▸ Passage to read:
*** Block opens ***

Air Fryer Zucchini Chips
User Reviews
5
Air Fryer Zucchini Chips
Description
This recipe turns zucchini into crispy, golden chips by first slicing the vegetable thinly and coating each piece through a breading process involving flour, an egg and milk wash, and a flavorful mix of panko crumbs, grated Parmesan, garlic powder, and Italian seasoning. The use of an air fryer instead of deep frying reduces oil usage and creates a light, crunchy coating on the zucchini slices.
Cooking at 400°F for about 8 minutes with a flip midway ensures even crisping without overcooking. The chips retain crunch and a savory herb flavor enhanced by the Parmesan in the coating. The accompanying dip combines sour cream with Parmesan and herbs such as dill, garlic powder, and Italian seasoning, adding creamy and tangy notes that complement the chips’ crisp texture.
These chips work well as a snack or appetizer and can be stored in the refrigerator for about four days. Reheating in the air fryer briefly refreshes their crispness without sogginess, making them convenient for make-ahead serving or leftovers.
Proper layering of the coating ingredients and single-layer placement in the air fryer basket help ensure uniform crispness. The dip seasoning is adjustable to taste with salt and pepper.
Ingredients
For the Chips
- 2 large zucchini about 8” long, sliced ¼” thick
- 1 egg large
- 2 tablespoons milk
- ½ cup all-purpose flour
- 1 cup panko breadcrumbs
- 1 cup Parmesan Cheese grated
- ½ teaspoon garlic powder
- ½ teaspoon Italian seasoning
- cooking spray
For the Dip
- ½ cup sour cream
- 2 tablespoons Parmesan Cheese grated
- ½ tablespoon Italian seasoning
- ½ teaspoon garlic powder
- ½ teaspoon dill dried
- salt to taste
- black pepper to taste
Instructions
- Add the flour to a small, shallow bowl.
- In another bowl, combine the milk and egg and whisk until fully combined.
- In a third bowl, combine the panko bread crumbs, parmesan cheese, garlic powder and Italian seasoning.
- Dip each zucchini slice into the flour, followed by the egg mixture, and then the bread crumb mixture, pressing gently to coat.
- Spray the air fryer basket with cooking spray. Add the zucchini to the basket in a single layer and cook at 400°F for 8 minutes, flipping halfway through.
- Make the dip. In a small mixing bowl, whisk together the sour cream and parmesan cheese, Italian seasoning, garlic powder and dill. Season to taste with salt and pepper and serve with the zucchini chips.
Notes
- Store leftover zucchini chips in an airtight container in the refrigerator; they stay good for about 4 days.
- Reheat chips in the air fryer at 400ºF for 2 to 3 minutes to restore crispness before serving.
Nutrition Information
Show DetailsNutrition Facts
Serving: 4servings
Amount Per Serving
Calories 345 kcal
% Daily Value*
| Calories | 345kcal | 17% |
| Carbohydrates | 34g | 11% |
| Protein | 16g | 32% |
| Fat | 16g | 25% |
| Saturated Fat | 8g | 40% |
| Polyunsaturated Fat | 1g | 6% |
| Monounsaturated Fat | 4g | 20% |
| Trans Fat | 0.01g | 1% |
| Cholesterol | 88mg | 29% |
| Sodium | 642mg | 27% |
| Potassium | 607mg | 13% |
| Fiber | 3g | 12% |
| Sugar | 6g | 12% |
| Vitamin A | 842IU | 17% |
| Vitamin C | 29mg | 32% |
| Calcium | 361mg | 36% |
| Iron | 3mg | 17% |
* Percent Daily Values are based on a 2,000 calorie diet.

*** Block closes ***

▸ What needs to be done: Condense the paragraph of the zucchini chips recipe that begins "Cooking at 400°F" into a short bulleted list that keeps its main facts.

▸ Material shown:

*** Block opens ***

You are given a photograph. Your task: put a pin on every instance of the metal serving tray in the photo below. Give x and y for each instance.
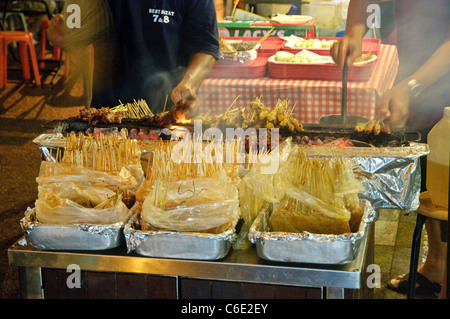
(181, 245)
(307, 247)
(71, 237)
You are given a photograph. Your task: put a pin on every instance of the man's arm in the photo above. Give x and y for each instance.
(350, 47)
(394, 104)
(199, 67)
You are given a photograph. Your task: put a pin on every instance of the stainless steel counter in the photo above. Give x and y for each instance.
(238, 266)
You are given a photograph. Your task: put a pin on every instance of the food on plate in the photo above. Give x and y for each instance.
(284, 56)
(301, 57)
(314, 43)
(374, 127)
(287, 18)
(364, 57)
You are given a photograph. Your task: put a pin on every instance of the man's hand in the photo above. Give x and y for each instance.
(56, 31)
(184, 95)
(349, 48)
(394, 105)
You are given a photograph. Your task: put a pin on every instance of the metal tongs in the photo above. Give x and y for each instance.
(344, 93)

*** Block closes ***

▸ Answer space:
- Cook at 400°F for about 8 minutes, flipping midway, for even crisping without overcooking.
- The chips stay crunchy and have a savory herb flavor boosted by the Parmesan in the coating.
- The dip mixes sour cream with Parmesan, dill, garlic powder and Italian seasoning.
- The dip adds creamy, tangy notes that complement the crisp chips.